## What this task involves
Pick out every line in the records that contains the string "flag" and copy each one.
----- Data to use
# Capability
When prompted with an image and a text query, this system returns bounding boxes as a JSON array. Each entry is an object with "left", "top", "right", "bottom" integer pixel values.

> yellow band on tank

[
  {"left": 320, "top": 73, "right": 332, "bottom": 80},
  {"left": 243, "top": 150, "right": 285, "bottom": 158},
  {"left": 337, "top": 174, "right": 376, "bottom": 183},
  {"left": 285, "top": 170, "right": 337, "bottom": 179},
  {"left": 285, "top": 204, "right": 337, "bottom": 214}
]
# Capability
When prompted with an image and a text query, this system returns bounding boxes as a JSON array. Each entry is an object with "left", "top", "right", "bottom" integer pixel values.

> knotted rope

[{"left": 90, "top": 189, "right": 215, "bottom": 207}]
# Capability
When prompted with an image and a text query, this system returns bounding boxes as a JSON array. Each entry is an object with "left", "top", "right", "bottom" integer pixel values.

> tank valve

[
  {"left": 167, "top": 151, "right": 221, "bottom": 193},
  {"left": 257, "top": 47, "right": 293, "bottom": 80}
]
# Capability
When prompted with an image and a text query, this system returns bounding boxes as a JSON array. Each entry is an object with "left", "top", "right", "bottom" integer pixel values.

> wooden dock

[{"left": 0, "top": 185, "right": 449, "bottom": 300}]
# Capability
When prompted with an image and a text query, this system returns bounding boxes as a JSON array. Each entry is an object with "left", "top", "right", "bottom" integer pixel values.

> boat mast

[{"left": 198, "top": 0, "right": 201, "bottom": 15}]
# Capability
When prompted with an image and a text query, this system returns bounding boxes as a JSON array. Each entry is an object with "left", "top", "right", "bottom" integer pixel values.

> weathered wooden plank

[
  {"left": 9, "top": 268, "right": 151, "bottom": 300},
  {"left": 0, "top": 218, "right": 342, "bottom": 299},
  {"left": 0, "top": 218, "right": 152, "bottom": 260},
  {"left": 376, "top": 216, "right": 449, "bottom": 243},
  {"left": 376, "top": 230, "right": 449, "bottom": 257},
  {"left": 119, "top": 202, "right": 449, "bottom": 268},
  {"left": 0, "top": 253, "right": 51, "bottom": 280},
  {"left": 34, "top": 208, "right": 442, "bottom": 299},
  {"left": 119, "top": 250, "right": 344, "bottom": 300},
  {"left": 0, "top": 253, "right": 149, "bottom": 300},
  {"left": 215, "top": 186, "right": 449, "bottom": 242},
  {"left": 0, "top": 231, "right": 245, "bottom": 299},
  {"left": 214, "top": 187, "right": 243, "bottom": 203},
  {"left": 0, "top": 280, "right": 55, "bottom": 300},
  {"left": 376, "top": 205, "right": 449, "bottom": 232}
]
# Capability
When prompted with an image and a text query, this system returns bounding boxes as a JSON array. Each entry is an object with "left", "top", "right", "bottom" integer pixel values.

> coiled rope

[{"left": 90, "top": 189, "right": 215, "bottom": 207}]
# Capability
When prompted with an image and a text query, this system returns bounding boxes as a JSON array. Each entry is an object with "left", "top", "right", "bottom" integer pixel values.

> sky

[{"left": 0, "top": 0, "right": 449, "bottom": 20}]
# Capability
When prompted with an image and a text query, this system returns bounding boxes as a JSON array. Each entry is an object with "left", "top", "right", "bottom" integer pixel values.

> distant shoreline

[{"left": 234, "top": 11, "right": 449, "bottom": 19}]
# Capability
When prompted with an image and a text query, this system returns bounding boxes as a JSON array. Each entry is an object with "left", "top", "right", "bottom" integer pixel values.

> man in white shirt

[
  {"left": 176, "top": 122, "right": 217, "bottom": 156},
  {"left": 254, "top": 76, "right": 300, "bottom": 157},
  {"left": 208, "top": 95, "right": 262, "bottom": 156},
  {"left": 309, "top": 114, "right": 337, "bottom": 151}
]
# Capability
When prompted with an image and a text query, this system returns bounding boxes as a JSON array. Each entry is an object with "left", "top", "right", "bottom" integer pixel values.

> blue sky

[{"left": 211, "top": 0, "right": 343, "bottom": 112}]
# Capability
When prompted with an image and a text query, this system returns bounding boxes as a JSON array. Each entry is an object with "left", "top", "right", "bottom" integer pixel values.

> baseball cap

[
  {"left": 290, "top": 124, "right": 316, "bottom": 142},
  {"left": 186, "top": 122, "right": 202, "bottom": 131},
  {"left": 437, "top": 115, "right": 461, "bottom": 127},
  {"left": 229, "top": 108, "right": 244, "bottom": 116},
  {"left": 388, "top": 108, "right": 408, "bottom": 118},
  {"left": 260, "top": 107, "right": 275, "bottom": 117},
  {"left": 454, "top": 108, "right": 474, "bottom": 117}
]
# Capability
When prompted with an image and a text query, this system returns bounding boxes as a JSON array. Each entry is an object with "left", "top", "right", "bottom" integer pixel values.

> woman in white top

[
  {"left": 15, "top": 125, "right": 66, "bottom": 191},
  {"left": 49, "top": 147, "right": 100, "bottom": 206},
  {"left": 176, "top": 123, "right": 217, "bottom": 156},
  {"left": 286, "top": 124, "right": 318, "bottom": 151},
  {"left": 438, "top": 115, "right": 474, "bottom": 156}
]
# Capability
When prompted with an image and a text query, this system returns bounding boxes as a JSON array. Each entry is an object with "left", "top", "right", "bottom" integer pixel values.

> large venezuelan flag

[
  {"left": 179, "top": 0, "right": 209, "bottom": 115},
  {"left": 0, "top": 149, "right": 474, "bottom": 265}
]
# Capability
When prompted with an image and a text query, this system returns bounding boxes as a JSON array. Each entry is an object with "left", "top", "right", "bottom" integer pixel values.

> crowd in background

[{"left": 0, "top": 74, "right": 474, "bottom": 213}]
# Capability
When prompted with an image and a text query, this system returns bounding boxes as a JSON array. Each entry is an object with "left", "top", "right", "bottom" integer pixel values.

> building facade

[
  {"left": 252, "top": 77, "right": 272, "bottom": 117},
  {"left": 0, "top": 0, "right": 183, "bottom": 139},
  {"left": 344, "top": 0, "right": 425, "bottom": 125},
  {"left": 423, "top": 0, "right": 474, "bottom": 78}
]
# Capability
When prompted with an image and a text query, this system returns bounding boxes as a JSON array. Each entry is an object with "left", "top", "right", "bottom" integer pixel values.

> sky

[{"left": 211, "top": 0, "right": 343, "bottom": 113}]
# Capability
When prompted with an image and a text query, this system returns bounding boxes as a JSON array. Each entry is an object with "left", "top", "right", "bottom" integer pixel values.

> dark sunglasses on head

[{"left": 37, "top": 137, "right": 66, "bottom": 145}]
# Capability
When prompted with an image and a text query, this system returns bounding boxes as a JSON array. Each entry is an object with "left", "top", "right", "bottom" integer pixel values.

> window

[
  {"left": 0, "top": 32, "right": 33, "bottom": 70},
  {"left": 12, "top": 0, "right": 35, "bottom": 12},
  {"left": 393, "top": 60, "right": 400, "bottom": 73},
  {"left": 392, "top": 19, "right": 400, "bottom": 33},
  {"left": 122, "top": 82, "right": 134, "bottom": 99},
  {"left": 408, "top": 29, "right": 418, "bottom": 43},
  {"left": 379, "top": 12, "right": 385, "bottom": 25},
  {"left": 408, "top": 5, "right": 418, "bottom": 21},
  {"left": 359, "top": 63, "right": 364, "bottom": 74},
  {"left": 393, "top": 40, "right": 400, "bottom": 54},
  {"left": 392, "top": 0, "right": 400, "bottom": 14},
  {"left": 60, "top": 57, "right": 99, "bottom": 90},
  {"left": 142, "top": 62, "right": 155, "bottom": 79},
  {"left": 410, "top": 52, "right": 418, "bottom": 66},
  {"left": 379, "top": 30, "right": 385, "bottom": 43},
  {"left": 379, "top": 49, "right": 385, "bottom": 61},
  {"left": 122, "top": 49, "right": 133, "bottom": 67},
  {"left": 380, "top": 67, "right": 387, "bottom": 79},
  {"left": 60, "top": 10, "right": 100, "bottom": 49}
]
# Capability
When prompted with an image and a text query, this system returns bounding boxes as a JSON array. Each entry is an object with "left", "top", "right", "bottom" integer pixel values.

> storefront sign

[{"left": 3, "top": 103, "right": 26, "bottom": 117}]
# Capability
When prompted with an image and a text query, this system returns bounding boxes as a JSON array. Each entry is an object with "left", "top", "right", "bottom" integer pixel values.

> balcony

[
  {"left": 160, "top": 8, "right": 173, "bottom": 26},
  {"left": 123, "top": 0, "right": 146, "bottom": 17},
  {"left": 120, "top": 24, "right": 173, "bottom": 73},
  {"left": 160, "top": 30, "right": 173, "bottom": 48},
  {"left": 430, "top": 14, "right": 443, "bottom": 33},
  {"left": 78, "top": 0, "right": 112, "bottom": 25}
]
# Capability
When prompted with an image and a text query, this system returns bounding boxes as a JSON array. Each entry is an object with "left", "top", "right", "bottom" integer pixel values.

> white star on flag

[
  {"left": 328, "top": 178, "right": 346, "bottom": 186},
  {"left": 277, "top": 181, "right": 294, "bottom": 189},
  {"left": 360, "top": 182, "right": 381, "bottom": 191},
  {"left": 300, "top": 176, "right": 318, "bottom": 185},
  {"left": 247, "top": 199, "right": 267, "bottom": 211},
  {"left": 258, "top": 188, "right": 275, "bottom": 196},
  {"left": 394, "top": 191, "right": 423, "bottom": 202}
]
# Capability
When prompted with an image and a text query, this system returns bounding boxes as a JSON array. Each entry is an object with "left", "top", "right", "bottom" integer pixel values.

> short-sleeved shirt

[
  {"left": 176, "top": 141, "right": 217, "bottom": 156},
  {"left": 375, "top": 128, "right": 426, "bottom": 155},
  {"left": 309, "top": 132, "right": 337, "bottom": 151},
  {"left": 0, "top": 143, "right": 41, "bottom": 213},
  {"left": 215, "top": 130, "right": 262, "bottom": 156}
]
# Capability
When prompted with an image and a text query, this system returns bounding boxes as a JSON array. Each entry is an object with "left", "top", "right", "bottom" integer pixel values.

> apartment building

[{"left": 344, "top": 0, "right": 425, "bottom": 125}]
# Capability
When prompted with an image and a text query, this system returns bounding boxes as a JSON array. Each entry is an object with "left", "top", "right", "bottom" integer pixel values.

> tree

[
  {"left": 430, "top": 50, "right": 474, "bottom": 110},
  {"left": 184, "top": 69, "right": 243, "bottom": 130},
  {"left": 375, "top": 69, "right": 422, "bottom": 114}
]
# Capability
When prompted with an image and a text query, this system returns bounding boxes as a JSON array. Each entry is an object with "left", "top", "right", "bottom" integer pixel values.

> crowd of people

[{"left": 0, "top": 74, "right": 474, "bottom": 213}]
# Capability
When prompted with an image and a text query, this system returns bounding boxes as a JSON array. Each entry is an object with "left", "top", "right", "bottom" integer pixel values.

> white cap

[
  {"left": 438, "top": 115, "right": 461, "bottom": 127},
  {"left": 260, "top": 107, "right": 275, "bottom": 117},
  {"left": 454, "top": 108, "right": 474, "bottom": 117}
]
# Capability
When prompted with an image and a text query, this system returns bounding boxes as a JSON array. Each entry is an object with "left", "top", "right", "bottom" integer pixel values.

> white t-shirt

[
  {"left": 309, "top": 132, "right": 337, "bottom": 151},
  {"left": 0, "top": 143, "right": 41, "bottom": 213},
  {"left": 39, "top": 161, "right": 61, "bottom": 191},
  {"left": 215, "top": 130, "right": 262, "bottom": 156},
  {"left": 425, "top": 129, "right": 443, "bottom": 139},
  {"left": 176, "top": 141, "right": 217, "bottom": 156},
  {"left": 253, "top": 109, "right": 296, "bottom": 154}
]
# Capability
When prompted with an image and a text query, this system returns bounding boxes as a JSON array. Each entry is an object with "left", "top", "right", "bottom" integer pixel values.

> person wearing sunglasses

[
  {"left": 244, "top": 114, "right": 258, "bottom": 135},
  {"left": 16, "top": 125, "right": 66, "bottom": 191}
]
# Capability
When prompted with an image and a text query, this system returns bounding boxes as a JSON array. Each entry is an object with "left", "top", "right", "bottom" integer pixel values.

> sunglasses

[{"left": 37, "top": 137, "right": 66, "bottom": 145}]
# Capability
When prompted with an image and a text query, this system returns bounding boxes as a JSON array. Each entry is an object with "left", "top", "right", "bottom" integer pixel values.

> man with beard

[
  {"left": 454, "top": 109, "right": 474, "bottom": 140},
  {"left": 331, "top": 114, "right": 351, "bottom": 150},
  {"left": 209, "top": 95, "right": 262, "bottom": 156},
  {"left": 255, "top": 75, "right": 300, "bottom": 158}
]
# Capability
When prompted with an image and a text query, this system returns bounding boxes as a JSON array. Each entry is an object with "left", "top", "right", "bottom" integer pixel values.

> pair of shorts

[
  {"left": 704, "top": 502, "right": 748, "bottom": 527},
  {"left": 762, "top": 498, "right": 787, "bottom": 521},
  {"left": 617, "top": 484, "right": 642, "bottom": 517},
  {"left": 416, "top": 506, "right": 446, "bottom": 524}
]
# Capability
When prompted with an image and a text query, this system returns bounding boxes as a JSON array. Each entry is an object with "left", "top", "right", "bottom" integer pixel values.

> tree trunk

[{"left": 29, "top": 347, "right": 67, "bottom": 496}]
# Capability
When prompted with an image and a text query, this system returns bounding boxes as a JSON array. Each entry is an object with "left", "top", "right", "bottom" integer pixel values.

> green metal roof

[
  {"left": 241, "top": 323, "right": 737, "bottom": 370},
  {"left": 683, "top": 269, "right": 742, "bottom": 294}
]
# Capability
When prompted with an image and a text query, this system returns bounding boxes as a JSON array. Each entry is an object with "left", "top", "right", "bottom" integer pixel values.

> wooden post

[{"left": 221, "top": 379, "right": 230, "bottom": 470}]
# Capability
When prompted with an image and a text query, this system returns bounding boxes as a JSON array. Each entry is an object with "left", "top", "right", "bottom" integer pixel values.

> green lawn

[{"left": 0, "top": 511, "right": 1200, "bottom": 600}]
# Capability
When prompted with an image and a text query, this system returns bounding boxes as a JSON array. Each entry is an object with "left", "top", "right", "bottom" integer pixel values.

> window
----------
## Answer below
> large venezuelan flag
> white star on flag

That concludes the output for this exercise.